■ Written exercise:
An exact copy of all the data is required, with pictures left out.

======== Input rows

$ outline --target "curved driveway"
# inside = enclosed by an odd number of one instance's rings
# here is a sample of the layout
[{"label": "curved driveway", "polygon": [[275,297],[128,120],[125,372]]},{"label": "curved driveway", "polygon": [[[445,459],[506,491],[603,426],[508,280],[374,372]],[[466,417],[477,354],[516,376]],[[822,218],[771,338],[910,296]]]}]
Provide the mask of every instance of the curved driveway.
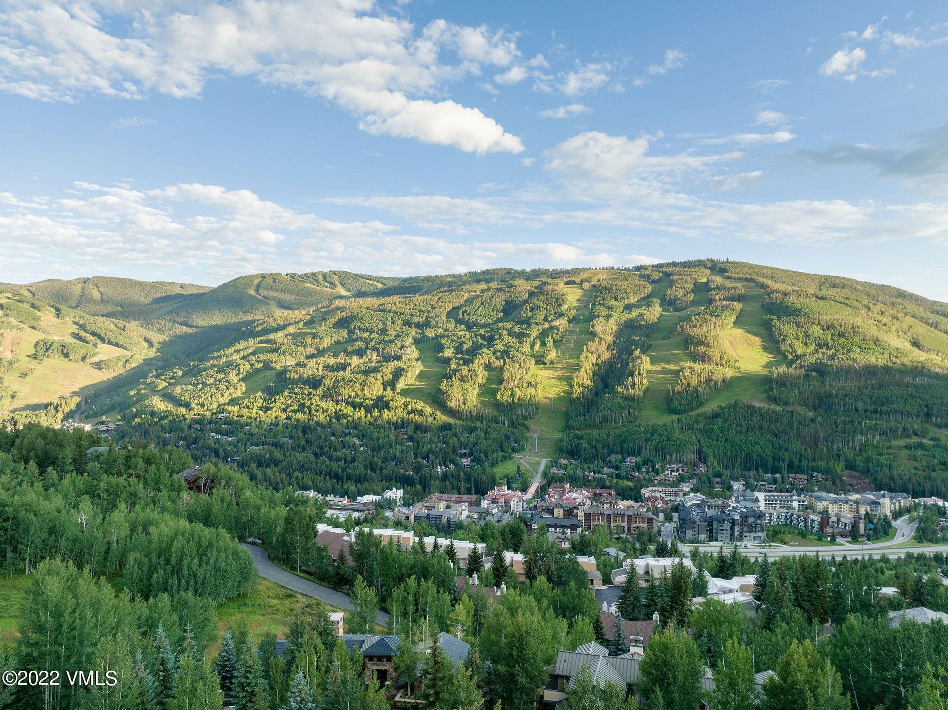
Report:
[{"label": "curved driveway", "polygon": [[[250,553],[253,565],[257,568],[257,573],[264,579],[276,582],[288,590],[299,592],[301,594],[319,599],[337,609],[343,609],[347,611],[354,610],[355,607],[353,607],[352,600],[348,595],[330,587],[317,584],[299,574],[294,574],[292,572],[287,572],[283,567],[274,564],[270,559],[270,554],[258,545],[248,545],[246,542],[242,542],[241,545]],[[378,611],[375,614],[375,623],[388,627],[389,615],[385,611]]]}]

================

■ Complete output:
$ outline --target "curved driveway"
# inside = enclosed by an odd number of one instance's rings
# here is a sample of the layout
[{"label": "curved driveway", "polygon": [[275,297],[128,120],[125,372]]},{"label": "curved driveway", "polygon": [[[445,459],[506,491],[603,426],[508,280],[374,372]],[[466,417],[477,354],[516,376]],[[822,218],[771,338],[910,296]]]}]
Provide the mask of every instance of the curved driveway.
Report:
[{"label": "curved driveway", "polygon": [[[250,553],[253,565],[257,568],[257,573],[264,579],[276,582],[288,590],[299,592],[301,594],[319,599],[337,609],[343,609],[347,611],[354,610],[355,607],[353,607],[352,600],[348,595],[330,587],[317,584],[299,574],[294,574],[292,572],[287,572],[283,567],[274,564],[270,559],[270,554],[258,545],[248,545],[246,542],[242,542],[241,545]],[[378,611],[375,614],[375,623],[388,627],[389,615],[385,611]]]}]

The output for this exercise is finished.